**Task brief**
Reproduce the passage of the dream theory text that begins at "Representations of daily" and ends after "emotionally charged experiences.", replacing "misfortunes" with "hardships".

Cross-cultural surveys find that the most typical dream theme is that of being chased or attacked. Other common negative themes include falling, drowning, being lost, being trapped, being naked or otherwise inappropriately dressed in public, being accidentally injured/ill/dying, being in a human-made or natural disaster, poor performance (such as difficulty taking a test), and having trouble with transportation. Some themes are positive, such as sex, flying, or finding money, but these are less common than dreaming about threats.

Revonsuo outlines six “empirically testable” propositions (Revonsuo, 2000) to illustrate his "threat simulation" theory.

==== Proposition 1 ====

Dream experience embodies an “organized and selective simulation of the perceptual world.” Sensory modalities are fully integrated into perceptual dream experience, and the “active dream self” has a body image similar to that of the waking self in the “visuo-spatial world.” Dreams are composed of interactions that mimic archetypical wake-state experiences and situations with people and objects. Revonsuo states that dreams are the result of an “active and organized process rather than a passive by-product of disorganized activation.” The predicable organization of dreams renders them as more than “random noise”; rather, he views their function as a “selective simulation of the world.”

==== Proposition 2 ====

Representations of daily life experiences are absent while dreaming. Dreamers experience a “selective simulation of the world” biased towards threatening situations. The high proportion of negative emotions experienced while dreaming correlates to the need for “adaptive responses that increase the ability to respond appropriately in adaptively important situations” (Revonsuo, 2000). The misfortunes and aggression experienced in a dream state may act as a simulation that prepares the dreamer in the case that a similar situation may occur in the awake state. Evidence lies in the activation during REM sleep across regions that are necessary for the production of these emotionally charged experiences.

==== Proposition 3 ====

Real waking life experiences that are traumatic to the individual causes the dream-production system to create dream content that simulates responses to threats as a mechanism to "mark situations critical for physical survival and reproductive success." Revonsuo writes that "what from a psychological point of view is a 'traumatic experience' is, from a biological point of view, an instance of threat perception and threat-avoidance behavior."

**Collected data entries**
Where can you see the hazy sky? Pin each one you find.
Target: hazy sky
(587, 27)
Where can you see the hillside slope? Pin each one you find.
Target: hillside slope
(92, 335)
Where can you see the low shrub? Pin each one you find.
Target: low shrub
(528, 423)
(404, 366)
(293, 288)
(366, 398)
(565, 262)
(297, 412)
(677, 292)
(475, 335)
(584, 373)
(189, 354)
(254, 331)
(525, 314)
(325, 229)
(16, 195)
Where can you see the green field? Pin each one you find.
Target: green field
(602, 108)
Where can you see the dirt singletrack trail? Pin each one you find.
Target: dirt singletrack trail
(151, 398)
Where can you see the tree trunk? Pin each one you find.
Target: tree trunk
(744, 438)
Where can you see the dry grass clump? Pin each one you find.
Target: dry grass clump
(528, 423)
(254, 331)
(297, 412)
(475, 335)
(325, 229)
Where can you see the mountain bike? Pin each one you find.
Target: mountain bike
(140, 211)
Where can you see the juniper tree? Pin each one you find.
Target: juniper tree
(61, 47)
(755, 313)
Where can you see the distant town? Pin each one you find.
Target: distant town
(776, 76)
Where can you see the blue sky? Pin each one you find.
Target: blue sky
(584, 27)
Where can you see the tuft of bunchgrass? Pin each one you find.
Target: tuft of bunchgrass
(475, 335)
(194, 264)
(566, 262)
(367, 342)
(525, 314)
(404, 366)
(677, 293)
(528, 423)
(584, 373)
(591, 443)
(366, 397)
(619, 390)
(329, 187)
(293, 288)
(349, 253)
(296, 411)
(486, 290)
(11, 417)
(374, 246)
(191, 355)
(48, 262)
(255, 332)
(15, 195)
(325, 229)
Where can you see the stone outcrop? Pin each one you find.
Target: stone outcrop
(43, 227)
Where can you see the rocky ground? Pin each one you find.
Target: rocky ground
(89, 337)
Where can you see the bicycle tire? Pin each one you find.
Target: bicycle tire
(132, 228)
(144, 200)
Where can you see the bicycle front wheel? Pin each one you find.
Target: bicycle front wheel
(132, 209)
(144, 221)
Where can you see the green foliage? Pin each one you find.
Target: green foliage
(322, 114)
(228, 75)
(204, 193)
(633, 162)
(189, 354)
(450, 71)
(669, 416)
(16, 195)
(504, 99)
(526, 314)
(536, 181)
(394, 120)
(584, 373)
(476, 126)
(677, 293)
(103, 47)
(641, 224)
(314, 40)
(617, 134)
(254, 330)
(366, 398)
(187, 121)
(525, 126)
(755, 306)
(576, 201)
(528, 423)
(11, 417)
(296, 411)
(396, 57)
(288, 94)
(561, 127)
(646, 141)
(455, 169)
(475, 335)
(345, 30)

**Result for this task**
Representations of daily life experiences are absent while dreaming. Dreamers experience a “selective simulation of the world” biased towards threatening situations. The high proportion of negative emotions experienced while dreaming correlates to the need for “adaptive responses that increase the ability to respond appropriately in adaptively important situations” (Revonsuo, 2000). The hardships and aggression experienced in a dream state may act as a simulation that prepares the dreamer in the case that a similar situation may occur in the awake state. Evidence lies in the activation during REM sleep across regions that are necessary for the production of these emotionally charged experiences.